[start Information provided]

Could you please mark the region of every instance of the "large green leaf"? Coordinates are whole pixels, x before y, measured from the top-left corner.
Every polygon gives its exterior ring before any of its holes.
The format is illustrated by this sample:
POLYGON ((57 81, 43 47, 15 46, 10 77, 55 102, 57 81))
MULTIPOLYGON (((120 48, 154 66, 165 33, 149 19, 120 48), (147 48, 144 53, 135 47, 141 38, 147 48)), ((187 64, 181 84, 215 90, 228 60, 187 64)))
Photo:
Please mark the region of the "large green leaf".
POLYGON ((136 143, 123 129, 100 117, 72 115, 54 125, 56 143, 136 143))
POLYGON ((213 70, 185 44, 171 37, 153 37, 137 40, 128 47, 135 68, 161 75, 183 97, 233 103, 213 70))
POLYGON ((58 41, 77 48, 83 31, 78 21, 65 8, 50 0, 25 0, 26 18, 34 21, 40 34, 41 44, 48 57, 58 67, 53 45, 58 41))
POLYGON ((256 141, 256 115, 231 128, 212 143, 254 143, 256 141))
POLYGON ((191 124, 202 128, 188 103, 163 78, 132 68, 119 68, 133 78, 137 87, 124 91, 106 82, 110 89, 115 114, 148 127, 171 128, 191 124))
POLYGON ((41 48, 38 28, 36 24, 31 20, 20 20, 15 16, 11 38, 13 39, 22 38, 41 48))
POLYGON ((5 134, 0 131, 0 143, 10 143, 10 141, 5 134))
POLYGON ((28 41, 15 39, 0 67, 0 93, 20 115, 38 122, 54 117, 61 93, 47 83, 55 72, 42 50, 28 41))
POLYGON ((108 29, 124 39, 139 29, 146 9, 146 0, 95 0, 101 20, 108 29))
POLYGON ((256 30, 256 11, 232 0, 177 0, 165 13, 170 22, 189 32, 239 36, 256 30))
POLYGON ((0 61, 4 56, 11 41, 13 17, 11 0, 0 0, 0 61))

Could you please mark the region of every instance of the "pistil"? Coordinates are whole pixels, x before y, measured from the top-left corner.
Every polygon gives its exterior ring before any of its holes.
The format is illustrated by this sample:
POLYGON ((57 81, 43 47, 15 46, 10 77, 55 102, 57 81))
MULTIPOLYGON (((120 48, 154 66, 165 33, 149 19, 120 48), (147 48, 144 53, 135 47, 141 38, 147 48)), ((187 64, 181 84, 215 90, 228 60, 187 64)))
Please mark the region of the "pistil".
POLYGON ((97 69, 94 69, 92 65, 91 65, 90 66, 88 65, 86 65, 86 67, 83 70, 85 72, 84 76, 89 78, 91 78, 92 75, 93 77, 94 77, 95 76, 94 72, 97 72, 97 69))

[end Information provided]

Work to do
Copy out the entire listing above, word for word and line for line, with no changes.

Solution below
Could you please mark the region of every instance of the "large green leaf"? Coordinates are whole pixels, x before y, measured from the top-left corner.
Every polygon gives its exterior ring before any of its holes.
The format is illustrated by this sample:
POLYGON ((57 81, 43 47, 15 46, 10 77, 55 102, 57 81))
MULTIPOLYGON (((120 48, 154 66, 165 33, 149 19, 120 48), (147 48, 144 53, 135 47, 141 38, 147 48)), ((187 64, 181 84, 215 90, 228 60, 187 64)))
Photo:
Please mark the region of the "large green leaf".
POLYGON ((136 143, 123 129, 100 117, 72 115, 54 125, 56 143, 136 143))
POLYGON ((213 70, 185 44, 171 37, 153 37, 137 40, 128 47, 135 68, 161 75, 183 97, 233 103, 213 70))
POLYGON ((58 41, 77 48, 83 31, 78 21, 65 8, 50 0, 25 0, 26 18, 34 21, 40 34, 41 44, 48 57, 58 67, 53 45, 58 41))
POLYGON ((256 141, 256 115, 231 128, 212 143, 254 143, 256 141))
POLYGON ((191 124, 202 128, 188 103, 163 78, 132 68, 119 68, 133 78, 137 87, 124 91, 106 82, 110 89, 115 114, 148 127, 171 128, 191 124))
POLYGON ((41 48, 38 28, 36 24, 31 20, 20 20, 15 16, 11 38, 13 39, 22 38, 41 48))
POLYGON ((5 134, 0 131, 0 143, 10 143, 10 141, 5 134))
POLYGON ((28 41, 15 39, 0 67, 0 93, 20 115, 38 122, 54 117, 61 93, 47 83, 55 72, 42 50, 28 41))
POLYGON ((108 29, 124 39, 139 29, 146 9, 146 0, 95 0, 101 20, 108 29))
POLYGON ((256 30, 256 11, 232 0, 177 0, 165 13, 170 22, 189 32, 239 36, 256 30))
POLYGON ((0 61, 4 56, 11 41, 13 17, 11 0, 0 0, 0 61))

Could you please mark the region of every instance of the "pistil"? Coordinates are whole pixels, x before y, measured from the top-left corner.
Every polygon gives its exterior ring before any of its holes.
The format is illustrated by this sample:
POLYGON ((57 81, 43 47, 15 46, 10 77, 55 102, 57 81))
MULTIPOLYGON (((120 48, 154 66, 165 33, 149 19, 120 48), (147 48, 144 53, 135 47, 141 38, 147 48)), ((187 64, 181 84, 215 90, 228 60, 187 64)))
Please mark the region of the "pistil".
POLYGON ((97 69, 94 69, 92 65, 91 65, 90 66, 88 65, 86 65, 86 67, 83 70, 85 72, 84 76, 89 78, 91 78, 92 75, 93 77, 94 77, 95 76, 94 72, 97 72, 97 69))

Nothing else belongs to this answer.